> ЗАДАНИЕ 1
Определите по отрывку ниже, согласуются ли с ним утверждения (a), (b) и (c). Для каждого ответьте «да» или «нет» и приведите точную цитату из отрывка, которая это решает.
(a) Кривицкий отправил в МИД набранный текст, а не рукопись.
(b) Галан уехал во Львов на одолженные деньги.
(c) Кривицкий сказал, что памфлет привел его в восторг.
> ЗАДАНИЕ 2
Покажите, пожалуйста, все строки записей ниже, где встречается слово «background», с учетом регистра.

> ВЫБРАННЫЙ ОТРЫВОК

◆ ◆ ◆ ◆

Записки баловня судьбы
Шрифт:
Уже Галан уехал во Львов на одолженные деньги, когда откуда-то вернулся в Москву Симонов и узнал о судьбе памфлета. Мы закрылись втроем в кабинете, — видимо, я понадобился Симонову как немой свидетель разговора.
— Почему ты послал в МИД рукопись; я просил набрать ее?
— Это не-е-е принципиально, — хладнокровно возразил Кривицкий. — Я послал тот же текст.
— Если он тебе не понравился, почему ты молчал?
— Я не в восторге. Откровенно — не в восторге.
— Ты хитришь, а я тебе правду скажу…
— Ну-у-у…
Странная была картина: Симонов волновался, вышагивал по кабинету, Кривицкий провожал редактора и друга тяжелым, насторожённым взглядом близоруких глаз, полускрытых толстыми стеклами.
— Ты уезжаешь в отпуск, в твое отсутствие кому-то приходит важная для журнала мысль… Нет, не кому-то, а двум
— Если я т-такой п-плохой человек, п-почему ты не гонишь меня к ч-черту?! 3-зачем держишь?
Заикание будто прибавило ему основательности и силы; разговор перешел в другую тональность: резкость и прямота опрокинули интеллигентский порыв Симонова.
А памфлет Галана вскоре был напечатан в журнале… «Октябрь».

◆ ◆ ◆ ◆

> ДАННЫЕ ДЛЯ ЗАДАНИЯ
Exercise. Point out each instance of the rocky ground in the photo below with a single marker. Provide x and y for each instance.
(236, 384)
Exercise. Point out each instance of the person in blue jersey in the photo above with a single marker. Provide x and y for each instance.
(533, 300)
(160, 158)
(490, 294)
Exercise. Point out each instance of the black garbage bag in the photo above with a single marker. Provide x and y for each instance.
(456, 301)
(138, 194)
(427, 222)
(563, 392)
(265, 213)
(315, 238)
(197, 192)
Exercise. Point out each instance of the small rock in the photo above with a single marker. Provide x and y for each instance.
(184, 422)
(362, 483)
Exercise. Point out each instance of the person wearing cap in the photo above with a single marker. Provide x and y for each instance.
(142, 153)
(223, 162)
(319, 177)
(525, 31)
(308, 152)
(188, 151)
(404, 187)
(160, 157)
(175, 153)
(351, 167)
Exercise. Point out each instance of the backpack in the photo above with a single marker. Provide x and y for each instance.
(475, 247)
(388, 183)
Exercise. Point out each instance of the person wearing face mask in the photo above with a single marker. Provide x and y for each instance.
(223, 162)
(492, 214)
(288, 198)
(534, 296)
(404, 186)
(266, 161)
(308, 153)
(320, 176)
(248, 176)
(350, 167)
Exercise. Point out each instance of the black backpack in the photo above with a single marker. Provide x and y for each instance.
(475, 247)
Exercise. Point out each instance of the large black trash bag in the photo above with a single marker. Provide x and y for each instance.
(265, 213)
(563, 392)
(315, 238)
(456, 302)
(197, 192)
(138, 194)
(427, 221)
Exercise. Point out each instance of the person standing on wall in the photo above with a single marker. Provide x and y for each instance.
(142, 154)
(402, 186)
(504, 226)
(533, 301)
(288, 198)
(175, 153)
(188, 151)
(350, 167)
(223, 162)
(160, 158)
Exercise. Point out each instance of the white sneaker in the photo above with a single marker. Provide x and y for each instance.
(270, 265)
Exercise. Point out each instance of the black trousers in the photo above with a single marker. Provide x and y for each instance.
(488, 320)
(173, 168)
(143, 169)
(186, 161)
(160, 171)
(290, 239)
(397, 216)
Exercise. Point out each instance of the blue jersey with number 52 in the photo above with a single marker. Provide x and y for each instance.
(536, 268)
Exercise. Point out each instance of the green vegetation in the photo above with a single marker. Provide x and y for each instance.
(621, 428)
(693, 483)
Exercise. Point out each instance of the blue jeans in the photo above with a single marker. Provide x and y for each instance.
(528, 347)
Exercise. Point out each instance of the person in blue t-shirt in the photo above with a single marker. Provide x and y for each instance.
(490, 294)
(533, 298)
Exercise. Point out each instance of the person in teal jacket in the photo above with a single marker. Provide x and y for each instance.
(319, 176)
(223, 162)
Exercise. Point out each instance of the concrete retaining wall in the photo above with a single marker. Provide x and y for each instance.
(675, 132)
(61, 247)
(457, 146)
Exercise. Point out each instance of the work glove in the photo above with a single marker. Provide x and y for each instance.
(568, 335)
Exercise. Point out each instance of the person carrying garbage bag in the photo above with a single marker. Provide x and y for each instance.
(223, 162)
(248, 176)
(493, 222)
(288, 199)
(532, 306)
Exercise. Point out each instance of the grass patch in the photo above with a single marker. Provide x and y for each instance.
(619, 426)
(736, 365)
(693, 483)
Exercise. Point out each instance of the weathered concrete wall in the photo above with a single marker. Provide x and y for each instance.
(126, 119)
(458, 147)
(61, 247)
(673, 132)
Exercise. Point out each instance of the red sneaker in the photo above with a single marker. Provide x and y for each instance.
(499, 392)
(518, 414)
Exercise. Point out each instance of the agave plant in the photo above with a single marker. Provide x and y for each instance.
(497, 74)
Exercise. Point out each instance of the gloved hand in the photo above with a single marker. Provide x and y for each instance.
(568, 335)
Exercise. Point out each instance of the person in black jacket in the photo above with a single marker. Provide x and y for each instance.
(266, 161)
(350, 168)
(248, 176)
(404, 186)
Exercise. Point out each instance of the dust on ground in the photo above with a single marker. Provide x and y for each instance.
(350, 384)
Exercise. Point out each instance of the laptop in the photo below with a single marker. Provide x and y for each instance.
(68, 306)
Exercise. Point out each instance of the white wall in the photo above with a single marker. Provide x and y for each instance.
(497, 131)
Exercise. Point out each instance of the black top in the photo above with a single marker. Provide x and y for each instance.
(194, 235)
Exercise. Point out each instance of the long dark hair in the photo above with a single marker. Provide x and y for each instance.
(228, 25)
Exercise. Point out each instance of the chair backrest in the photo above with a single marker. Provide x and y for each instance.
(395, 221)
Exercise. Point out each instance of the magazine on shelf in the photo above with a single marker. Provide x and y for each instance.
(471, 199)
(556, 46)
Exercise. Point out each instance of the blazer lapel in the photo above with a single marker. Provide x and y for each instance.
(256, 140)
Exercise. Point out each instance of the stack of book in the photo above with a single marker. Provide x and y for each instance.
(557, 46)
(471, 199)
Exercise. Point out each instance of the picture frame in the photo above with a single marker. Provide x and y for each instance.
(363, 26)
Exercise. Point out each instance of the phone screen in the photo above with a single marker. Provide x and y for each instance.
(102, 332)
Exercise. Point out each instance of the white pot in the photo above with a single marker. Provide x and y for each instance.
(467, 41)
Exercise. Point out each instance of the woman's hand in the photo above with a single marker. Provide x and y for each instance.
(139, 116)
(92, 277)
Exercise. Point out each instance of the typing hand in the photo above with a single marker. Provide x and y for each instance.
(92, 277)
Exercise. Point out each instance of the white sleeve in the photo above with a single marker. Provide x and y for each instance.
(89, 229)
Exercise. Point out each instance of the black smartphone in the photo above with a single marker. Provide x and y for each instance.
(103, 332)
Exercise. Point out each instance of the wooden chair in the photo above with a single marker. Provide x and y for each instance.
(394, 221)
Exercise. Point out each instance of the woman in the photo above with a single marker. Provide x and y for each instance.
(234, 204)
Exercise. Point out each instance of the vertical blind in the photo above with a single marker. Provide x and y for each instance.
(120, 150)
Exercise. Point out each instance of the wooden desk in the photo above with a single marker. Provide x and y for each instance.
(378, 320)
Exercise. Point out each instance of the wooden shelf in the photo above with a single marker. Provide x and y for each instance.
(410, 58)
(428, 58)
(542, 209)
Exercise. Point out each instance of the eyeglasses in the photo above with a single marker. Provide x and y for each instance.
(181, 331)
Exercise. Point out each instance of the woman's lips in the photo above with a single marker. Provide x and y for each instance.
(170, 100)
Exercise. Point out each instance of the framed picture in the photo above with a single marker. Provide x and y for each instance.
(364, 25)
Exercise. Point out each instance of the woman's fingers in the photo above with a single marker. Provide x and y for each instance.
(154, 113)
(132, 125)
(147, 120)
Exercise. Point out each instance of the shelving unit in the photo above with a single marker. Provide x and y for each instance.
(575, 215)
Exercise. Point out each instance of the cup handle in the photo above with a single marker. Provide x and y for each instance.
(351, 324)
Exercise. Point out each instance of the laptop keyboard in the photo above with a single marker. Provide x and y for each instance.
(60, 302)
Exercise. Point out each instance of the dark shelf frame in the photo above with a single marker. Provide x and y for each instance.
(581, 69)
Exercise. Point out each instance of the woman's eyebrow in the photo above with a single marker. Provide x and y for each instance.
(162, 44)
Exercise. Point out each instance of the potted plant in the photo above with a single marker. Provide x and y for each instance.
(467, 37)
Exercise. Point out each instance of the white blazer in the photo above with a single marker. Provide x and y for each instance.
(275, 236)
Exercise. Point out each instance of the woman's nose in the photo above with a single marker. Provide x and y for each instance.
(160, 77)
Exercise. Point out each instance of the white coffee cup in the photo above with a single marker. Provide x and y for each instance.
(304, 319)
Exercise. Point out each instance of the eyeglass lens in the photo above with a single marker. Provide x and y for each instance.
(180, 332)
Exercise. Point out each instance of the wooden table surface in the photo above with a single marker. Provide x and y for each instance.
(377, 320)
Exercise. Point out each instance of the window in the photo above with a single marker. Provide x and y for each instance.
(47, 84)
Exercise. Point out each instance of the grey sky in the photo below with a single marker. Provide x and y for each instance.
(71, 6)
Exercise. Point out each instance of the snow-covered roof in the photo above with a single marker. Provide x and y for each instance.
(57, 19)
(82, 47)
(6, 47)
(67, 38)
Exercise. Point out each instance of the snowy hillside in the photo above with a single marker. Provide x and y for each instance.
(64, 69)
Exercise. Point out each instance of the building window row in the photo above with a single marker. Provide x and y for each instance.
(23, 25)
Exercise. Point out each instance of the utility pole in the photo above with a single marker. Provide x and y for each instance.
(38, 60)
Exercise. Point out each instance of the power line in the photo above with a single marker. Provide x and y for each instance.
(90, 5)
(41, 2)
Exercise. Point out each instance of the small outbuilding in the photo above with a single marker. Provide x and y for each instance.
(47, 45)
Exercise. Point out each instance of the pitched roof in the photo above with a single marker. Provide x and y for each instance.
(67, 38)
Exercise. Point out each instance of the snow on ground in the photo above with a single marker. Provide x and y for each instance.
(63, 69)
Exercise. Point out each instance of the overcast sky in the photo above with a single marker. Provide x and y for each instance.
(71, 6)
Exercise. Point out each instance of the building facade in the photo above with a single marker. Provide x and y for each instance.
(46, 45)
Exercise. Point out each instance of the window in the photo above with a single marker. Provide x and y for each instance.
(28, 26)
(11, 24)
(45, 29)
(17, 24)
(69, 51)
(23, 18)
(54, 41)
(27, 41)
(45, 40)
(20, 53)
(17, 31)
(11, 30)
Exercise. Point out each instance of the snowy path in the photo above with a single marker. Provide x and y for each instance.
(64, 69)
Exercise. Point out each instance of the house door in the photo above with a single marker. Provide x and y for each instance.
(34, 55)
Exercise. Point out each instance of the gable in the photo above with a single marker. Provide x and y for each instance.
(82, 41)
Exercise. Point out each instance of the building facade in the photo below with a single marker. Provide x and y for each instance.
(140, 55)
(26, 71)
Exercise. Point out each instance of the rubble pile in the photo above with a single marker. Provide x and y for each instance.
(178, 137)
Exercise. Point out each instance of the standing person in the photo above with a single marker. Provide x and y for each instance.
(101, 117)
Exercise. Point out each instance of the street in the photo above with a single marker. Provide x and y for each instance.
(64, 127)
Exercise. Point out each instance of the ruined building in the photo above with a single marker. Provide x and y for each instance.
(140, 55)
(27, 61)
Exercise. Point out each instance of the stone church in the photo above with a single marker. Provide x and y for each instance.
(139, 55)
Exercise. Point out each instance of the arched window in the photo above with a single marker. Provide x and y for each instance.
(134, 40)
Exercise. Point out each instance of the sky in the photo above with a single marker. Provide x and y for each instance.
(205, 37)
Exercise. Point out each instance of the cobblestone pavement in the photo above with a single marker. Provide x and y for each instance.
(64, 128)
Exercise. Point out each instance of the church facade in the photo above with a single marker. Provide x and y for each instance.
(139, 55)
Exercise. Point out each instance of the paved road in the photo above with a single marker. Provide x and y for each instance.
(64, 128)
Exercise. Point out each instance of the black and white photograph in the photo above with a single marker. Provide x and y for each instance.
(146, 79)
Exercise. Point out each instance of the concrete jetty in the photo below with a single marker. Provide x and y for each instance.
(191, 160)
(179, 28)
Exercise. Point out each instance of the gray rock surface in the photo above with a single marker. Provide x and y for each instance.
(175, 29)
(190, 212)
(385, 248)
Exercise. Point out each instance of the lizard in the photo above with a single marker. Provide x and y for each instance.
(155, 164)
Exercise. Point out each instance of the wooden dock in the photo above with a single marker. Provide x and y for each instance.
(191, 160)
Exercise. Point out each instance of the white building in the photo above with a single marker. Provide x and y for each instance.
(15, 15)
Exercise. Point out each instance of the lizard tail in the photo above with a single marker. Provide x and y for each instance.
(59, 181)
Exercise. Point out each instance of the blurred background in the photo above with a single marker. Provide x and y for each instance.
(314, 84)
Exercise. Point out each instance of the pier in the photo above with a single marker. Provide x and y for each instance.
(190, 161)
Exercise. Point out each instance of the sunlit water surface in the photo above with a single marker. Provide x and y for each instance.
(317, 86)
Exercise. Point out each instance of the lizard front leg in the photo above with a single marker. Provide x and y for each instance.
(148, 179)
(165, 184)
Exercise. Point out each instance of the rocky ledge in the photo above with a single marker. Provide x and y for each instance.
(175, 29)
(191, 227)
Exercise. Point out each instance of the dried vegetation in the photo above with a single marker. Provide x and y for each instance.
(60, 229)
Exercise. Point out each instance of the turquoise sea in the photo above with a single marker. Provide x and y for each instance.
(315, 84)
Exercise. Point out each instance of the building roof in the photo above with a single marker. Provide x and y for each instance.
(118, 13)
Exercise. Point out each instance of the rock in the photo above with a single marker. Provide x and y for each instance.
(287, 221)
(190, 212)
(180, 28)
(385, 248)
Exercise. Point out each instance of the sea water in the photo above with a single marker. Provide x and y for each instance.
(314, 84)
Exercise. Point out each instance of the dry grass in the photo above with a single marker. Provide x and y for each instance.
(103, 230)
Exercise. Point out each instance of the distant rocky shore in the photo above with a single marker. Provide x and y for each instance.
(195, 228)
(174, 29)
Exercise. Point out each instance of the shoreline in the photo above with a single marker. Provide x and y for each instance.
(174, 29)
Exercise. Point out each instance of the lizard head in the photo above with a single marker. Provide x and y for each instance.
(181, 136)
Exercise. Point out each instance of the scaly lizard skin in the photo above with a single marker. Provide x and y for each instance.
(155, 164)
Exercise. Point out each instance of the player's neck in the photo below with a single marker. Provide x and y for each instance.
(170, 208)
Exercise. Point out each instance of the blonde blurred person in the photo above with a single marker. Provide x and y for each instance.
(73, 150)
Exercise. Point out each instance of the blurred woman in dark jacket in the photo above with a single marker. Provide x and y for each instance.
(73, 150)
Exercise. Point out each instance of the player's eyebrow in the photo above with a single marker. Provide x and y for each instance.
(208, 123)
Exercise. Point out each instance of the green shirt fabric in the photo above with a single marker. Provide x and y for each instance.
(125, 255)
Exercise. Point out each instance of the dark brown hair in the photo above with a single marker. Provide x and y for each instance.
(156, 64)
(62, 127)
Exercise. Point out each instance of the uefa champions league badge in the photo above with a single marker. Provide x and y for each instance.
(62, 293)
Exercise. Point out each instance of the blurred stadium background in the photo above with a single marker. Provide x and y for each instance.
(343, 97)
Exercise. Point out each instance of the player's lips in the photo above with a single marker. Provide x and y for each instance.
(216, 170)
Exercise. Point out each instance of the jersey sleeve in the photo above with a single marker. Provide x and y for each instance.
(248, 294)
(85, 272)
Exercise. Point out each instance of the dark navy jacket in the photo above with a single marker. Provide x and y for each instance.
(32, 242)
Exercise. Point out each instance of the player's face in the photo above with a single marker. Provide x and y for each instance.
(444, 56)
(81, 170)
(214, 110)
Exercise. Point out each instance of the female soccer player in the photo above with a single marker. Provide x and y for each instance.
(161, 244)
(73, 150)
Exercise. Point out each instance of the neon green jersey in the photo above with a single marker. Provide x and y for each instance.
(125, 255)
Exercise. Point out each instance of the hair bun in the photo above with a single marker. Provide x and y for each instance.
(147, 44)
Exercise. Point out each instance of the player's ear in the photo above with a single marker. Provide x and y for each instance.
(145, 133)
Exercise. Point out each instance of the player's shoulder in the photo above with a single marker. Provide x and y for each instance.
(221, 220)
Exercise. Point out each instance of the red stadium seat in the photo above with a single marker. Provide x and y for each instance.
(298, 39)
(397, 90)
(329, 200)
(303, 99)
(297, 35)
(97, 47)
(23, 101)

◆ ◆ ◆ ◆

> РЕЗУЛЬТАТ ВЫПОЛНЕНИЯ 1
(a) Нет: «Почему ты послал в МИД рукопись; я просил набрать ее?»
(b) Да: «Уже Галан уехал во Львов на одолженные деньги».
(c) Нет: «Я не в восторге. Откровенно — не в восторге.»

> РЕЗУЛЬТАТ ВЫПОЛНЕНИЯ 2
Exercise. Point out each instance of the blurred background in the photo above with a single marker. Provide x and y for each instance.
Exercise. Point out each instance of the blurred stadium background in the photo above with a single marker. Provide x and y for each instance.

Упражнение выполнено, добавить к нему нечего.